## TASK:
Would you quote the material below in full and unchanged?

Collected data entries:
BEGIN

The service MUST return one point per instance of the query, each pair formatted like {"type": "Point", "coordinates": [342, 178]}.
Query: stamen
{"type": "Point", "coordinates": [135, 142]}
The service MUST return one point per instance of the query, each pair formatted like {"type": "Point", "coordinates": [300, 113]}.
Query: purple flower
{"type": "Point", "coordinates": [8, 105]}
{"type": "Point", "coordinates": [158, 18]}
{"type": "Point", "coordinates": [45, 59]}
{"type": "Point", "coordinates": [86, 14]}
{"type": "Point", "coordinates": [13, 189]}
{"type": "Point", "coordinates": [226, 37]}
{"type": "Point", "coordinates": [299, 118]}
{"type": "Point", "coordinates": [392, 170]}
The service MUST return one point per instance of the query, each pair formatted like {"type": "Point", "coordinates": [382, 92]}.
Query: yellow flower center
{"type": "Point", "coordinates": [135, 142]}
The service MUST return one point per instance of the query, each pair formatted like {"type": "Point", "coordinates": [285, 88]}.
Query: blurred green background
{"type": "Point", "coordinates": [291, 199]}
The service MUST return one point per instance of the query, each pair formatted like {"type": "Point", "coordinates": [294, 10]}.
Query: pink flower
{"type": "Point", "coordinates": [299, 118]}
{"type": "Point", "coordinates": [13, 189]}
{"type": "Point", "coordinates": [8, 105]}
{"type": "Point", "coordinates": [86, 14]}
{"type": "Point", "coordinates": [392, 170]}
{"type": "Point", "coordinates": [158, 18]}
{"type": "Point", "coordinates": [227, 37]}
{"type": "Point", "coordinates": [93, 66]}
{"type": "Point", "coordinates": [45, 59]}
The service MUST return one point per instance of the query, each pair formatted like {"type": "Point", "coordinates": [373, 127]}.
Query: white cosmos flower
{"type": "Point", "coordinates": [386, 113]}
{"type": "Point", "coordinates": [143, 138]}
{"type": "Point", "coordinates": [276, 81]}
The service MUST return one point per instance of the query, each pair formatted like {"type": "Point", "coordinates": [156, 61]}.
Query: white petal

END

## WORKED ANSWER:
The service MUST return one point per instance of the query, each pair formatted like {"type": "Point", "coordinates": [342, 178]}.
Query: stamen
{"type": "Point", "coordinates": [135, 142]}
The service MUST return one point per instance of the query, each pair formatted like {"type": "Point", "coordinates": [300, 113]}.
Query: purple flower
{"type": "Point", "coordinates": [8, 105]}
{"type": "Point", "coordinates": [158, 18]}
{"type": "Point", "coordinates": [45, 59]}
{"type": "Point", "coordinates": [86, 14]}
{"type": "Point", "coordinates": [13, 189]}
{"type": "Point", "coordinates": [226, 37]}
{"type": "Point", "coordinates": [299, 118]}
{"type": "Point", "coordinates": [392, 170]}
The service MUST return one point per instance of the query, each pair formatted like {"type": "Point", "coordinates": [382, 92]}.
Query: yellow flower center
{"type": "Point", "coordinates": [135, 142]}
The service MUST return one point per instance of the query, each pair formatted like {"type": "Point", "coordinates": [285, 88]}.
Query: blurred green background
{"type": "Point", "coordinates": [291, 199]}
The service MUST return one point per instance of the query, each pair formatted like {"type": "Point", "coordinates": [294, 10]}.
Query: pink flower
{"type": "Point", "coordinates": [299, 118]}
{"type": "Point", "coordinates": [13, 189]}
{"type": "Point", "coordinates": [8, 105]}
{"type": "Point", "coordinates": [86, 14]}
{"type": "Point", "coordinates": [392, 170]}
{"type": "Point", "coordinates": [158, 18]}
{"type": "Point", "coordinates": [227, 37]}
{"type": "Point", "coordinates": [93, 66]}
{"type": "Point", "coordinates": [45, 59]}
The service MUST return one point per instance of the query, each pair formatted like {"type": "Point", "coordinates": [373, 127]}.
Query: white cosmos flower
{"type": "Point", "coordinates": [386, 113]}
{"type": "Point", "coordinates": [143, 138]}
{"type": "Point", "coordinates": [276, 81]}
The service MUST return one point per instance of the query, each pair formatted like {"type": "Point", "coordinates": [156, 61]}.
Query: white petal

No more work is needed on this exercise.